◆ **WHAT IS BEING ASKED**: Turn the data below into a numbered list with one entry per line, omitting blank lines.

# Start of DATA FOR PROCESSING

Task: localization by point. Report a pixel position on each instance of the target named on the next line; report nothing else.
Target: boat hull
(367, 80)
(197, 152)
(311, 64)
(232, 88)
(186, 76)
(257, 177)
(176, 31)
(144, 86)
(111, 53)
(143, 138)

# End of DATA FOR PROCESSING

◆ **RESPONSE TO THIS EXERCISE**:
1. Task: localization by point. Report a pixel position on each instance of the target named on the next line; report nothing else.
2. Target: boat hull
3. (367, 80)
4. (197, 152)
5. (311, 64)
6. (232, 88)
7. (186, 76)
8. (257, 177)
9. (176, 31)
10. (144, 86)
11. (111, 53)
12. (143, 138)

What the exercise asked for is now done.